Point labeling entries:
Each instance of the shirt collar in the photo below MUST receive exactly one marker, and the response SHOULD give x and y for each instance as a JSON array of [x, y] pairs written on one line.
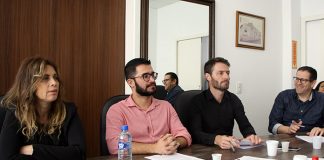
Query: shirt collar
[[210, 96], [129, 102]]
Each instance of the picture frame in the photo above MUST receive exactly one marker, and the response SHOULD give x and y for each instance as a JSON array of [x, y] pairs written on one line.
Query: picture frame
[[250, 31]]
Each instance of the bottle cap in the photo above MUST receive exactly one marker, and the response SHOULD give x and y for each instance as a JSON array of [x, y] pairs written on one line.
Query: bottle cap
[[124, 127], [314, 157]]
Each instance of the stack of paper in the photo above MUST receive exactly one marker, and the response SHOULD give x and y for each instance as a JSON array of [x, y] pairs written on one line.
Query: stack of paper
[[308, 139], [176, 156], [253, 158]]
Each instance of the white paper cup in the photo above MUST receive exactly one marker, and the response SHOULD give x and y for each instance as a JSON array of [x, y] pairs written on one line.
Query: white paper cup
[[285, 146], [300, 157], [272, 147], [317, 142], [217, 156]]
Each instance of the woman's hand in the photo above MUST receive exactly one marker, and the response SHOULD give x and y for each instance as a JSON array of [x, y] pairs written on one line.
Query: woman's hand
[[26, 150]]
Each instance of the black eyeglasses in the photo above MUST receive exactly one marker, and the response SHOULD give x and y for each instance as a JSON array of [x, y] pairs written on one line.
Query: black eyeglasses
[[146, 76], [301, 80], [165, 80]]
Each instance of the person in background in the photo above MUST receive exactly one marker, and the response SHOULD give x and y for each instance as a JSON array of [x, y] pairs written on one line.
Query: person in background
[[215, 110], [154, 125], [320, 87], [171, 86], [300, 109], [38, 124]]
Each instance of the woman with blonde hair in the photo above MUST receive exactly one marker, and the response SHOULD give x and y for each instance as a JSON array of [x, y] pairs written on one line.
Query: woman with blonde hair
[[38, 124]]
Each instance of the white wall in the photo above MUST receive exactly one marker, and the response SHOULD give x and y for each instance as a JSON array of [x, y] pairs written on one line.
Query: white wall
[[178, 21], [311, 7], [261, 72], [132, 33], [311, 11]]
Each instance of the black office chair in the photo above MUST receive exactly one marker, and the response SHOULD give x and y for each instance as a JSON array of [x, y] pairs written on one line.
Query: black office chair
[[160, 92], [182, 106], [103, 144]]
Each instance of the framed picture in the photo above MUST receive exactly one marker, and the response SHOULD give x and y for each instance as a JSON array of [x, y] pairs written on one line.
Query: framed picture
[[250, 30]]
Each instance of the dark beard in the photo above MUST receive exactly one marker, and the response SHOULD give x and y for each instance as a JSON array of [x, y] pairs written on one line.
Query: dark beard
[[141, 91], [219, 87]]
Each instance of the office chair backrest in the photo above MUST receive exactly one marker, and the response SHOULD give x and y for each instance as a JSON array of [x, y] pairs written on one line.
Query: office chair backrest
[[103, 144], [160, 92], [183, 104], [2, 113]]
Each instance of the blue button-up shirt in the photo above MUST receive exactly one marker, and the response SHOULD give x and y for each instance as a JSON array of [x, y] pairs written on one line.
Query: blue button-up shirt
[[288, 107]]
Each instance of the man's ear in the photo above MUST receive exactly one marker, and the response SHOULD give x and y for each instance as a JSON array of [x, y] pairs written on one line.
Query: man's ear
[[313, 83], [130, 82], [207, 76]]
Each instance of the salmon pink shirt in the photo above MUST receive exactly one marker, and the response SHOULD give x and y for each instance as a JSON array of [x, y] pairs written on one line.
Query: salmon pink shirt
[[145, 126]]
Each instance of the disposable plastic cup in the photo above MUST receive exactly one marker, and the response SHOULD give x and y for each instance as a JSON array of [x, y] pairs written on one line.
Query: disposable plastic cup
[[300, 157], [317, 142], [285, 146], [272, 146]]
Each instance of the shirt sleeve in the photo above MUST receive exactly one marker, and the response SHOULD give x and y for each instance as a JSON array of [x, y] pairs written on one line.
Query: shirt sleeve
[[176, 127], [10, 139], [74, 150], [276, 114], [114, 120], [244, 125], [199, 136]]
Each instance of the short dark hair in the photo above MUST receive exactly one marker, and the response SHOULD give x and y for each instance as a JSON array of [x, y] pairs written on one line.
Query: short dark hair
[[310, 70], [130, 68], [318, 85], [173, 76], [210, 64]]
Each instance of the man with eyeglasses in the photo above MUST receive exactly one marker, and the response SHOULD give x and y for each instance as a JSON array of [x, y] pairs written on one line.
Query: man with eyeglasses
[[154, 125], [300, 109], [171, 85]]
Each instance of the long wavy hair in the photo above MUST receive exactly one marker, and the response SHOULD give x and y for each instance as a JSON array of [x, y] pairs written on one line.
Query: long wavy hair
[[22, 97]]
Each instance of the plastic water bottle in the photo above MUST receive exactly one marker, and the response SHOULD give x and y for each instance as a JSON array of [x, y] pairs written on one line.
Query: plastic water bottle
[[124, 144]]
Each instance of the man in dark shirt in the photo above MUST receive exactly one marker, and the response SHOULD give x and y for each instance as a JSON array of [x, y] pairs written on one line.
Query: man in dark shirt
[[215, 109], [300, 109], [171, 85]]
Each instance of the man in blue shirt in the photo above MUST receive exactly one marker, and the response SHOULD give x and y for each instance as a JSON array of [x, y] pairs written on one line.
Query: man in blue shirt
[[171, 85], [300, 109]]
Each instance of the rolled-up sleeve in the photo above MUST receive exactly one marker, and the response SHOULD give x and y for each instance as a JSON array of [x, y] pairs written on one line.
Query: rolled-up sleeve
[[176, 127], [276, 114]]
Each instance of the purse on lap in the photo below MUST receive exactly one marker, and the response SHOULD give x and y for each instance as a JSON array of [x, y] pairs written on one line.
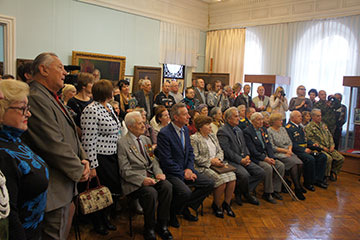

#### [Your objective]
Write out again the entries from the line with "Each instance of the stack" up to and including the line with "[[146, 76], [301, 80], [165, 80]]", requests included. Shift every coordinate in the answers up by 52.

#### [Worked answer]
Each instance of the stack of paper in the photo above MUST receive exactly one marker, and the response SHOULD give x and y for each instance as a JSON array of [x, y] pairs written on one line.
Query: stack of paper
[[360, 191], [228, 208], [305, 210]]
Each instance of the white paper cup in the photo above MUST receive exactly one marker, and the response SHOULD give x and y for each instance as a JSON array of [x, y] pairs written on one line.
Query: white paper cup
[[337, 198], [352, 209], [324, 199], [369, 194], [269, 208]]
Each instance of the woman's hand in the photo above MUST receive exactly one marker, and the response SHOULD give x and y for each instance as a JSON array of [x, y] pairs written on one line.
Query: woman's hand
[[78, 202]]
Each instance of the black eyeglasses in the photo above MUST receive exactly one marker, and the response SHOULD give x and y for each instance as a JSON array of [x, y] pairs written on one line.
Query: black eyeglasses
[[198, 128], [353, 132], [217, 132]]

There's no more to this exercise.